## Stated task 1
Please list the professionals the article on charitable giving says physicians often enlist to support their philanthropic interests.
## Stated task 2
Answer these questions from the article on charitable giving:
(a) What reason do some physicians give for entering the profession?
(b) What can be done with charitable amounts that exceed the deduction limit?
(c) What percentage of Philadelphian respondents to the Merrill Lynch Affluent Insights Quarterly survey said they need help identifying the most appropriate investment vehicles?

## Article
Some physicians say the reason they entered the profession was to have the opportunity to give back and help others. Doctors can not only practice this tenet in their practice, but also with their investments. Physicians looking to carve out philanthropic legacies that are designed to endure generations can do so by utilizing a number of specific financial vehicles that can also provide significant tax advantages. This article will discuss your options for charitable giving and how it can enhance your current investment portfolio.
Benefits of Charitable Giving
Charitable giving is generally tax-deductible and special tax advantages can apply to gifting appreciated assets. While there are virtually no limits on the amount of securities or cash you can give to your favorite charity, limitations do exist on how much you can deduct for tax purposes; but depending on your income and whether you itemize, these limits can potentially be quite generous, and amounts that exceed this limit can be carried over to future years.
Many physicians may find themselves relating to the 62 percent of Philadelphian respondents from the Merrill Lynch Affluent Insights Quarterly survey, who indicated that they need help in identifying the most appropriate investment vehicles to help them reach their financial goals. Physicians often enlist the help of various professionals – an attorney, tax professional and a Financial Advisor — to support their philanthropic interests in the most cost-efficient and tax advantageous manner. By helping to support physicians in their good works, financial, tax and legal professionals can together provide advice to clients while they devote their time in fulfilling a philanthropic legacy.
Once you decide how your philanthropic strategy fits within your total financial portfolio, you should determine the most appropriate type of donation. By exploring your alternatives, you’ll be able to identify the most strategic opportunities for you and your family.

## Dataset rows
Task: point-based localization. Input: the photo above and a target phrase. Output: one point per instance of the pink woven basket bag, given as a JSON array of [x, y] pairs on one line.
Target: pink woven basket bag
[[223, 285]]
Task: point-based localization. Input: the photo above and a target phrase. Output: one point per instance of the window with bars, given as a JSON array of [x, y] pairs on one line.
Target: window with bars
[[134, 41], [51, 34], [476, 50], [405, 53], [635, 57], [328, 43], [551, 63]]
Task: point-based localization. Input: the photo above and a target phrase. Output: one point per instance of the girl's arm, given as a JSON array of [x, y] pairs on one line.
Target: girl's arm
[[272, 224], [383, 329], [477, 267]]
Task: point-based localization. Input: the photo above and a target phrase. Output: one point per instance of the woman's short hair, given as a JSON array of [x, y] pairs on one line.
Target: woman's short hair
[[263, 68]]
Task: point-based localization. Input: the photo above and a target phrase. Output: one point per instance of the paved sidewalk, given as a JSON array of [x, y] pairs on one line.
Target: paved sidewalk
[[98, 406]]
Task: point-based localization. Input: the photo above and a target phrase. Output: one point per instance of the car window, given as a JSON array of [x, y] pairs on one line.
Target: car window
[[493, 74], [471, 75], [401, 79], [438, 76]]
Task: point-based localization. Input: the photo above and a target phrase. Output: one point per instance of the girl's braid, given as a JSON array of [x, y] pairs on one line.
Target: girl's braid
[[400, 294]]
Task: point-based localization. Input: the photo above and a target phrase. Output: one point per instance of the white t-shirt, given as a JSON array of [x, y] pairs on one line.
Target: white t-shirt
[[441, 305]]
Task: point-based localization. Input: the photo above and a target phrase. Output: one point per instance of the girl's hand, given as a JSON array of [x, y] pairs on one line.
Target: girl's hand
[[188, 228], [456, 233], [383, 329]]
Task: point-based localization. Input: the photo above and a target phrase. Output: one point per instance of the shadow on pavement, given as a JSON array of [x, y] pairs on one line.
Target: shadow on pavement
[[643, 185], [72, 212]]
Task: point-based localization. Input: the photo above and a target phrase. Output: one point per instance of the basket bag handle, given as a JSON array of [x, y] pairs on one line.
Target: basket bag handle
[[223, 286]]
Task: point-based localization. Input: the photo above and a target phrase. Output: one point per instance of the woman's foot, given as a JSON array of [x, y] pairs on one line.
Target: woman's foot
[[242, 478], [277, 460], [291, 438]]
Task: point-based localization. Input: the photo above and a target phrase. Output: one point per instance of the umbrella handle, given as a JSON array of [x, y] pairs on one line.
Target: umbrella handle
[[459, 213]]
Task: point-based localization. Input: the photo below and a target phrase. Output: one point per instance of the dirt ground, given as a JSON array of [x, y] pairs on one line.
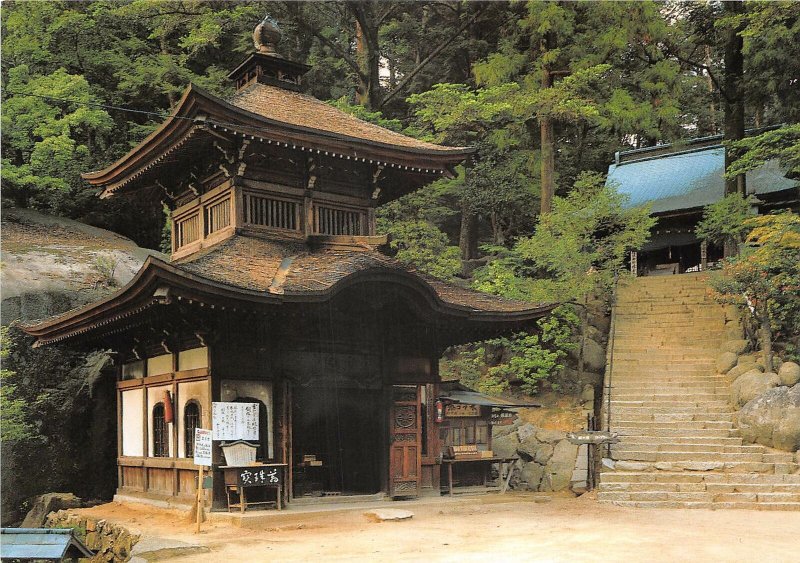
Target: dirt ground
[[514, 527]]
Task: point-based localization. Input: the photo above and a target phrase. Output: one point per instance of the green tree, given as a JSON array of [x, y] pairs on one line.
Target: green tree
[[764, 280], [577, 249], [724, 222]]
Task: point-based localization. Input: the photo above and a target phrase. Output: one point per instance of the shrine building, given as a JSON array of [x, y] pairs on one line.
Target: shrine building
[[277, 294], [678, 181]]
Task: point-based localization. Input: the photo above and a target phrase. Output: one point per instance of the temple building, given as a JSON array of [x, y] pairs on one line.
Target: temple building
[[277, 293], [678, 181]]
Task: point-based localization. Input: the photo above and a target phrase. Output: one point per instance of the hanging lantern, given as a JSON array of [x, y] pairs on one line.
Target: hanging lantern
[[439, 411], [169, 415]]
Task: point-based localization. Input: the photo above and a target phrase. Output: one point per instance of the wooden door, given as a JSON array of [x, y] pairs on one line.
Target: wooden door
[[405, 451]]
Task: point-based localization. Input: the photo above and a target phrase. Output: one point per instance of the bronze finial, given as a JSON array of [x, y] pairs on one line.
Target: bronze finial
[[266, 36]]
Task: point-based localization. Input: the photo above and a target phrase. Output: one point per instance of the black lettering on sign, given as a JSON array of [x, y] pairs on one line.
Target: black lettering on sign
[[259, 476]]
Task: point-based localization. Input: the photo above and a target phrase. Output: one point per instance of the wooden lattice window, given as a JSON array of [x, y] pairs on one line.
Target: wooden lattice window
[[332, 221], [187, 230], [160, 432], [218, 216], [271, 212], [191, 421]]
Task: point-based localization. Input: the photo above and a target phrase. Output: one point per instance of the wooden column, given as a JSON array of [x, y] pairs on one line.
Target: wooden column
[[704, 256]]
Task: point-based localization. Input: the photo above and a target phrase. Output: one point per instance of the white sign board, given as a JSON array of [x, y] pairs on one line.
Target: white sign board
[[202, 446], [234, 421]]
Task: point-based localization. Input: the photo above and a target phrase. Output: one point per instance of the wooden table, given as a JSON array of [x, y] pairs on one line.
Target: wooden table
[[239, 479], [487, 461]]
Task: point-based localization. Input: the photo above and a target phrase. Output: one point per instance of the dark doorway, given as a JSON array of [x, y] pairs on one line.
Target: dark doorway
[[337, 441]]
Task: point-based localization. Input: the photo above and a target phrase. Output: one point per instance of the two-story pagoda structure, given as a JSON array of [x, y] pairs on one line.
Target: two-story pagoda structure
[[276, 293]]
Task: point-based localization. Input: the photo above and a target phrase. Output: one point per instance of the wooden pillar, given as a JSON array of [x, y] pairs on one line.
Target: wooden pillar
[[704, 256]]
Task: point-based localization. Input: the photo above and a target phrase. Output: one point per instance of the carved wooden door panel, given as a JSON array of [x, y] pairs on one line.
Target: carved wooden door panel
[[405, 451]]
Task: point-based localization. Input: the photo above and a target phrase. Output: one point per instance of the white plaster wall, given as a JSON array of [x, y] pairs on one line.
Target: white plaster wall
[[197, 390], [156, 395], [232, 389], [132, 423], [159, 364], [193, 359]]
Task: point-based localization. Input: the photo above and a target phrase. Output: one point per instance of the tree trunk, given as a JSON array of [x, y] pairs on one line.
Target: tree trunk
[[468, 237], [546, 136], [733, 95], [766, 340], [367, 55]]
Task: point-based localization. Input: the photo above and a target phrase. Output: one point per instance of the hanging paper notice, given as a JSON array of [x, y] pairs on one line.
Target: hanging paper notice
[[202, 446], [234, 421]]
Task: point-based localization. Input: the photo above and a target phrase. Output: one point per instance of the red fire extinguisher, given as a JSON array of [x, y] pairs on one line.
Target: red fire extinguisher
[[169, 416]]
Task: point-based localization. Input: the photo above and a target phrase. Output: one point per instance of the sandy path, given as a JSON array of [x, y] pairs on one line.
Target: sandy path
[[565, 529]]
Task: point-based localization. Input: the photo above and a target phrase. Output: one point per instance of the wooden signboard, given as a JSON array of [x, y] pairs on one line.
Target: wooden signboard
[[259, 476], [458, 410], [234, 421], [202, 446]]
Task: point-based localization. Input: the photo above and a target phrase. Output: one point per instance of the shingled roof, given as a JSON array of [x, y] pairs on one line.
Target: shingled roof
[[262, 272], [674, 179], [302, 110]]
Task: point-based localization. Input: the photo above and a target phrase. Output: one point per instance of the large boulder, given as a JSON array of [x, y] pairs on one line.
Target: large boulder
[[737, 346], [47, 503], [559, 468], [750, 385], [726, 361], [594, 356], [505, 446], [740, 369], [773, 419], [789, 373], [531, 475], [52, 264]]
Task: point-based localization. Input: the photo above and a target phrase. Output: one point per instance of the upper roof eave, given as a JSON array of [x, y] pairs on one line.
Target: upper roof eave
[[143, 291], [186, 115]]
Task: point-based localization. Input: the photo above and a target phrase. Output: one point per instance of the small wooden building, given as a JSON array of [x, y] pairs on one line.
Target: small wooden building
[[277, 294], [678, 181]]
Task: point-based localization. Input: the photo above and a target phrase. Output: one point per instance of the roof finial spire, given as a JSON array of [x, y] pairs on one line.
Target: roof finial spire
[[267, 35]]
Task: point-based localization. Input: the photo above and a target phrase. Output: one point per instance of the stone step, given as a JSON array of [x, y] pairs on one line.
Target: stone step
[[706, 466], [649, 386], [700, 497], [673, 424], [682, 440], [703, 486], [682, 432], [636, 395], [656, 408], [709, 505], [625, 446], [695, 477], [635, 416], [691, 456]]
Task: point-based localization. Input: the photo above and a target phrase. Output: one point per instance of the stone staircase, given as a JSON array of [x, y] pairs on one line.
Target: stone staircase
[[679, 446]]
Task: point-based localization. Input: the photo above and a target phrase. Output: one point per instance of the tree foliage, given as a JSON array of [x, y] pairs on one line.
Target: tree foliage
[[764, 280], [725, 221], [577, 249]]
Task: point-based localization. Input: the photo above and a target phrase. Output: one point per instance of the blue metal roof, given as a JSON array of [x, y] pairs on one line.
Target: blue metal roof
[[40, 543], [688, 179]]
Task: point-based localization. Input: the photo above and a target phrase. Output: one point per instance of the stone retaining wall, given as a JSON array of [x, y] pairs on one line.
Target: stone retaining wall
[[110, 542]]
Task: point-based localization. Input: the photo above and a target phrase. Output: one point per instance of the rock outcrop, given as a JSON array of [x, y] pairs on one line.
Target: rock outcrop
[[773, 418]]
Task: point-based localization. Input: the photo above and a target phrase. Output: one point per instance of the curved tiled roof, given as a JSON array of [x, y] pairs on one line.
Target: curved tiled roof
[[306, 111], [267, 272], [688, 179], [291, 269]]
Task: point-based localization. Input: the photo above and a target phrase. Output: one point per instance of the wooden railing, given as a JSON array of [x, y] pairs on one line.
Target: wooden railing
[[268, 211], [338, 221], [218, 216], [187, 230]]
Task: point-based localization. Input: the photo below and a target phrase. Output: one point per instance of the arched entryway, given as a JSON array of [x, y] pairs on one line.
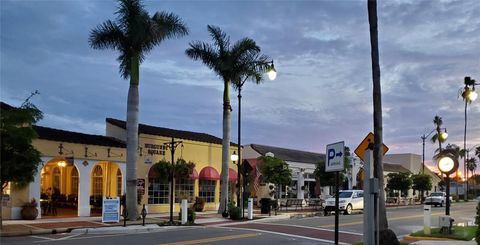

## Correct answer 1
- An attorney
- A tax professional
- A Financial Advisor

## Correct answer 2
(a) To have the opportunity to give back and help others.
(b) They can be carried over to future years.
(c) 62 percent.